Extract to read:
####################
A Poor Couple lived in a Small Village in India.

They had only 1 Son.

They gave him the Best Education.
Son Graduated as an Engineer in the nearby City
Eventually He got Married to a Rich Girl.
Initially, They Lived with His Parents in the Village.

Soon the Wife got Tired of Village Life & Persuaded Her Husband to Move to the City Leaving His Old Parents in the Village.

As Time went,the Husband saw an Ad in the Newspaper about a
Job Vacancy in U.S


He was Successful & Lived in U.S for 20 Years with His Wife.
Regularly, He used to Send Money to His Parents
Eventually with Time, He Stopped & Forgot about His Parents whether
They ever Existed.


Every Day He Pray & Immediately after each Prayer He used to see Someone telling Him
in a Dream that his Prayer is not Accepted.
####################
Complete the following:
- 1) In the story about the poor couple, how long did the son live in the U.S. with his wife?
- 2) Retype the story exactly, from "A Poor Couple" up to and including "His Parents in the Village.".

Provided material:
####################
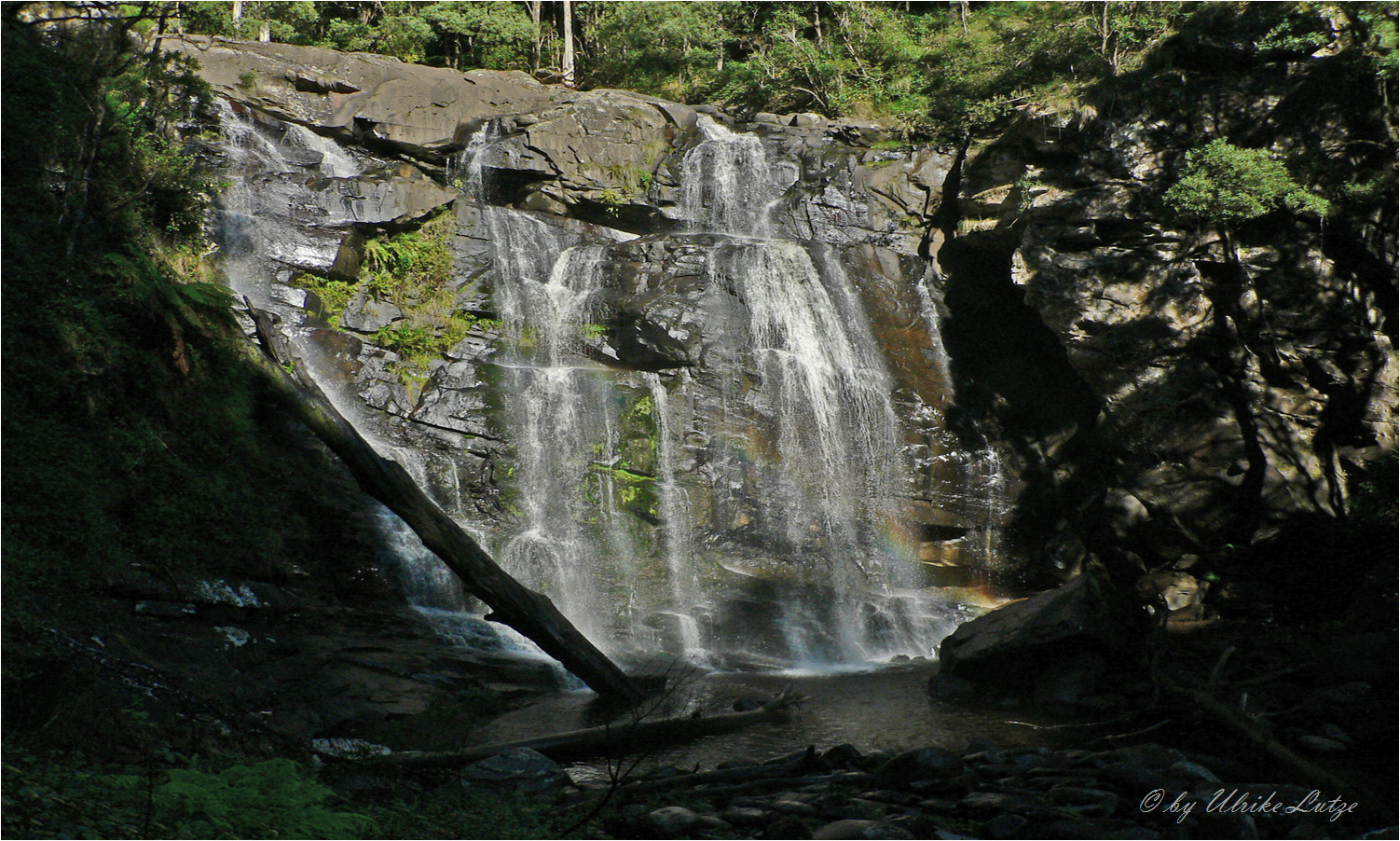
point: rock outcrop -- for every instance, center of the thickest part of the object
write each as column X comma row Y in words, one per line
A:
column 1099, row 377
####################
Solutions for each task:
- 1) 20 years.

- 2)
A Poor Couple lived in a Small Village in India.

They had only 1 Son.

They gave him the Best Education.
Son Graduated as an Engineer in the nearby City
Eventually He got Married to a Rich Girl.
Initially, They Lived with His Parents in the Village.